[Listed records Boundary: Start]

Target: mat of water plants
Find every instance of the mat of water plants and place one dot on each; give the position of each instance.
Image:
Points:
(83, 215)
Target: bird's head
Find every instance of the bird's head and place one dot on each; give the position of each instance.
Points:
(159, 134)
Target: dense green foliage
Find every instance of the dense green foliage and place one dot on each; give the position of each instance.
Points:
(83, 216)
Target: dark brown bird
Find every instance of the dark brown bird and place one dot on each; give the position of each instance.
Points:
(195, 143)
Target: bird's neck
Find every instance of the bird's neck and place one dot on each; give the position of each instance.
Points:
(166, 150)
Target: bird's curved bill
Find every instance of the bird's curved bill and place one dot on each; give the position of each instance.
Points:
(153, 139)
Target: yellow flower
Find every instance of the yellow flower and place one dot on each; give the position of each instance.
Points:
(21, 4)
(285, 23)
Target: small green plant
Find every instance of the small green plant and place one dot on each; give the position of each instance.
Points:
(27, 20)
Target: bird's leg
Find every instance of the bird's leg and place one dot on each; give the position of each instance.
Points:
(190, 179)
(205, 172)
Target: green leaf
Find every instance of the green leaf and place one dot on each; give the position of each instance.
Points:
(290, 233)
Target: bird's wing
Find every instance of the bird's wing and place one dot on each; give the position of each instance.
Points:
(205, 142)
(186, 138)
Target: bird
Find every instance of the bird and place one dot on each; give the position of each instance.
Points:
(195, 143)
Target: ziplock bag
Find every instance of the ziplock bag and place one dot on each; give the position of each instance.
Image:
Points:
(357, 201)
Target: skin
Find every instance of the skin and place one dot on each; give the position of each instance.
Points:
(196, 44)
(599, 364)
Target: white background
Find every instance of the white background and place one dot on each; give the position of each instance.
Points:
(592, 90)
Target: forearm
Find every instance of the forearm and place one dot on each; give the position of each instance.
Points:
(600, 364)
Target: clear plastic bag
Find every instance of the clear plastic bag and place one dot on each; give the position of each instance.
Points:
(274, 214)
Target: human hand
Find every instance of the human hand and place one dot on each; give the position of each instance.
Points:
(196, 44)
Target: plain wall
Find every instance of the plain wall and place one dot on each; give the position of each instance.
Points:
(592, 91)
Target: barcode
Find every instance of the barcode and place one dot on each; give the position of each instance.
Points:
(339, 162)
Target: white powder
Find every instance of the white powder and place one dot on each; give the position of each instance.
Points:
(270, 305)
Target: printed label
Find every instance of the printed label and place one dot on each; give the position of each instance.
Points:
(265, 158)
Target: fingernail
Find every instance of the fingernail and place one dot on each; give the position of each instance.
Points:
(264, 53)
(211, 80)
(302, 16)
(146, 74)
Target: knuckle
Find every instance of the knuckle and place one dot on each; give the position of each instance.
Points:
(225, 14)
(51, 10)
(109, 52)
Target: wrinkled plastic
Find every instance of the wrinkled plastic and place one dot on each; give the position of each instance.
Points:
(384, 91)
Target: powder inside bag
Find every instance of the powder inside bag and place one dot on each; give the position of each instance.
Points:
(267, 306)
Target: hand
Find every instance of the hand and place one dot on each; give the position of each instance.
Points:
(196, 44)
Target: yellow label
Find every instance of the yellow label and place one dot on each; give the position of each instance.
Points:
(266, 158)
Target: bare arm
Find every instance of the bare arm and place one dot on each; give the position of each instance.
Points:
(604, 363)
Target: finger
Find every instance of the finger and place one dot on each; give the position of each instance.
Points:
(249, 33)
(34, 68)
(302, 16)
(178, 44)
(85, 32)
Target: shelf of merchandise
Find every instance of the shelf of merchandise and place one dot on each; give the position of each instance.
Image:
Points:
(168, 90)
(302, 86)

[Listed records Boundary: End]

Please return every line of the records that contains the word "curved".

Target: bird's curved bill
Find every instance of the bird's curved bill and place one dot on each; give the position of each instance.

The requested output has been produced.